:: EXERCISE INPUTS
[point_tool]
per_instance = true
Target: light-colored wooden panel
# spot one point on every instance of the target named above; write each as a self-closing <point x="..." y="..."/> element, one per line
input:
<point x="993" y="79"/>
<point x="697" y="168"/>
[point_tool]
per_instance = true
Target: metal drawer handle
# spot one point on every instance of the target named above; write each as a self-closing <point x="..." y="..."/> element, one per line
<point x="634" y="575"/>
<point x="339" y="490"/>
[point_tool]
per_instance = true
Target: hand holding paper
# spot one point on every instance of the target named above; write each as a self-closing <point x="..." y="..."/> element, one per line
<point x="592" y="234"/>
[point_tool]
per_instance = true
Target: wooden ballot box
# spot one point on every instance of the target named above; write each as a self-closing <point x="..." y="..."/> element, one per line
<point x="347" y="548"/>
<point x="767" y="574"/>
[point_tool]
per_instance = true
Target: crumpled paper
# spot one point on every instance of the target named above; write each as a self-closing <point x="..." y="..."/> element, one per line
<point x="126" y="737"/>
::::
:: WHAT TO DO ::
Arrange every one of the lines above as a Markdown table with two columns, Row and Line. Put a running number in Row and the line itself in Line, and leave out any blank lines.

:: TASK OUTPUT ::
| Row | Line |
|---|---|
| 1 | [point_tool] |
| 2 | per_instance = true |
| 3 | Target: light-colored wooden panel |
| 4 | # spot one point on every instance of the target named above; write each as a self-closing <point x="..." y="..."/> element, one per line |
| 5 | input: |
| 6 | <point x="993" y="79"/> |
| 7 | <point x="697" y="168"/> |
| 8 | [point_tool] |
| 9 | per_instance = true |
| 10 | Target: metal drawer handle |
| 11 | # spot one point on every instance of the target named above; write each as a self-closing <point x="..." y="..."/> element, one per line |
| 12 | <point x="634" y="575"/> |
| 13 | <point x="339" y="490"/> |
| 14 | [point_tool] |
| 15 | per_instance = true |
| 16 | Target: hand holding paper |
| 17 | # spot one point on every instance of the target named above; write each as a self-closing <point x="..." y="..."/> element, one per line |
| 18 | <point x="592" y="234"/> |
| 19 | [point_tool] |
| 20 | per_instance = true |
| 21 | Target: wooden ballot box |
| 22 | # spot one point on every instance of the target named above; write each as a self-closing <point x="..." y="..."/> element, one per line |
| 23 | <point x="347" y="548"/> |
| 24 | <point x="767" y="574"/> |
| 25 | [point_tool] |
| 26 | per_instance = true |
| 27 | Target: crumpled paper |
| 28 | # spot one point on every instance of the target named above; write each as a self-closing <point x="..." y="..."/> element, one per line |
| 29 | <point x="126" y="737"/> |